TASK GOAL: Copy all of the rows below line for line, leaving out the pictures.

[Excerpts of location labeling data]
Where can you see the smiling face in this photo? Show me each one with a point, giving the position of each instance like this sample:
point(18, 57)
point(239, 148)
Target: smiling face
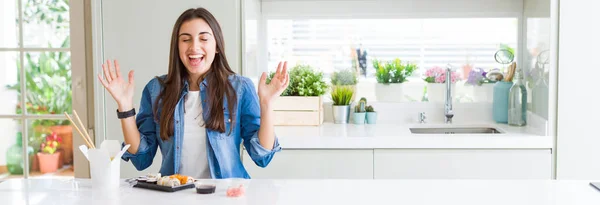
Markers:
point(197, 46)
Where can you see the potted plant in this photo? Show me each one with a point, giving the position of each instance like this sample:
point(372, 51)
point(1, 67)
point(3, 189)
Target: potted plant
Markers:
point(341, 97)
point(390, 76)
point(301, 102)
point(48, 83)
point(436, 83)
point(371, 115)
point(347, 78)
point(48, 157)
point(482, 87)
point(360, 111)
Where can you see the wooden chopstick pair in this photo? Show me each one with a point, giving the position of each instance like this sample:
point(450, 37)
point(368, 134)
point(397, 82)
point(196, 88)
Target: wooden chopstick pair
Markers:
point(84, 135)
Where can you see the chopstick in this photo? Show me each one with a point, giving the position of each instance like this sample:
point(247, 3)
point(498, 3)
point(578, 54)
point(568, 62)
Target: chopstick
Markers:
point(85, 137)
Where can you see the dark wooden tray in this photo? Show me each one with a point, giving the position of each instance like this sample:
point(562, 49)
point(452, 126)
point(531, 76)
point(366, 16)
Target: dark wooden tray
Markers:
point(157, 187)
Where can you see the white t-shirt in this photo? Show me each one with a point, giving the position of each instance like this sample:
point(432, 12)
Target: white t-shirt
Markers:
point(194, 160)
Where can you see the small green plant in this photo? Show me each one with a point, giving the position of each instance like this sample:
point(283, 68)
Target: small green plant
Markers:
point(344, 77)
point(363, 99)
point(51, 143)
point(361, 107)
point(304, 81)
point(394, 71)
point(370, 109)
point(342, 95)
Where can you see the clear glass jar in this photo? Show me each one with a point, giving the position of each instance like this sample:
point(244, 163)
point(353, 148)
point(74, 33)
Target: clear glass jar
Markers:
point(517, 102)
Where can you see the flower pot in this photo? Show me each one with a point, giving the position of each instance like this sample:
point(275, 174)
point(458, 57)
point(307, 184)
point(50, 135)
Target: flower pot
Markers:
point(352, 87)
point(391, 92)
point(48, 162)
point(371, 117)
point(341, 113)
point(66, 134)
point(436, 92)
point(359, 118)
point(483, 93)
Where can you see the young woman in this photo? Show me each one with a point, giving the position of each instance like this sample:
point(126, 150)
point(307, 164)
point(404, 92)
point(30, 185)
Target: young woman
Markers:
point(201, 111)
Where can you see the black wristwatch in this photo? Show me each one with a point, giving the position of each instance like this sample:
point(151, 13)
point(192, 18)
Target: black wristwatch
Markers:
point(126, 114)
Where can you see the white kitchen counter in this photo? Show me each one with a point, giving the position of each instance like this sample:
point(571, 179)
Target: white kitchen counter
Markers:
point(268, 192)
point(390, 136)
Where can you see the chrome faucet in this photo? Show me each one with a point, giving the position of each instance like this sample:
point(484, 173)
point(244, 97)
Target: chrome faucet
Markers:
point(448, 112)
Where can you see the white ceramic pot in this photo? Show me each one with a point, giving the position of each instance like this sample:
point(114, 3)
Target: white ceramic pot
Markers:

RESPONSE TO THE TASK:
Where can you see the smiling face in this photo? Show me each one with a point, giving the position of each instance like this sample:
point(18, 57)
point(239, 148)
Target: smiling face
Markers:
point(197, 46)
Where can you see the potted plant in this photo? Show me each one with a point, giving the position of each instance like this sample:
point(372, 51)
point(1, 67)
point(3, 189)
Target: potted plant
Markers:
point(341, 97)
point(390, 76)
point(301, 102)
point(48, 83)
point(436, 83)
point(371, 115)
point(347, 78)
point(48, 157)
point(482, 87)
point(360, 111)
Where can you see the wooden chopstick pair in this photo? Show me each one with a point, giving the position of each instance like this sample:
point(450, 37)
point(368, 134)
point(397, 82)
point(196, 88)
Target: wooden chopstick pair
Markers:
point(84, 135)
Where can you see the chopstick in this photo? Show me each one with a point, giving the position of each instance like this sample:
point(247, 3)
point(498, 3)
point(578, 54)
point(568, 62)
Target: chopstick
Markers:
point(85, 137)
Where can you see the dark wooden tray in this photo? Show me each one with a point, giving the position of each instance like this sample:
point(562, 49)
point(452, 126)
point(531, 76)
point(366, 16)
Target: dark wooden tray
Markers:
point(157, 187)
Where can you see the white t-shirt in this photo? Show me each one with a point, giving the position of each instance like this sample:
point(432, 12)
Target: white t-shirt
Markers:
point(194, 160)
Where can you see the small green plant in this photo? Show me each one with a point, giving the position of each instance like this sample:
point(283, 68)
Target: small green plant
Markers:
point(344, 77)
point(363, 99)
point(51, 143)
point(361, 107)
point(304, 81)
point(394, 71)
point(370, 109)
point(342, 95)
Where can you see the clear glass jar in this photo? Show me each one with a point, giving the position of each instance like this sample:
point(244, 163)
point(353, 148)
point(74, 33)
Target: clear glass jar
Markers:
point(517, 102)
Where can you see the flower pot in this photo? Show me each one with a point, giving the position of each instance like this sample:
point(275, 174)
point(458, 57)
point(307, 184)
point(50, 135)
Target: flower pot
Markers:
point(352, 87)
point(391, 92)
point(48, 162)
point(371, 117)
point(341, 113)
point(66, 134)
point(436, 92)
point(359, 118)
point(483, 93)
Where can you see the young woman in this photo? Show me each one with a point, giving the position of each instance like this sample:
point(126, 150)
point(307, 164)
point(404, 92)
point(30, 185)
Target: young woman
Markers:
point(201, 111)
Where can you see the black wristwatch in this photo? Show me each one with a point, giving the position of each instance like this sample:
point(151, 13)
point(192, 18)
Target: black wristwatch
Markers:
point(126, 114)
Where can you see the white kitchen counter in this photo? Show me each one with a point, giving the position of each instance like this sample:
point(571, 179)
Target: white kitchen counter
Markers:
point(268, 192)
point(390, 136)
Where can you see the chrome faucet in this photo? Show me each one with a point, giving the position of each instance like this sample:
point(484, 173)
point(244, 97)
Target: chrome faucet
Markers:
point(448, 112)
Where can you see the white ceramic pot in this photo? Show me each one with a point, giving the position of each instance like this sample:
point(114, 3)
Target: white ceramic pot
Markers:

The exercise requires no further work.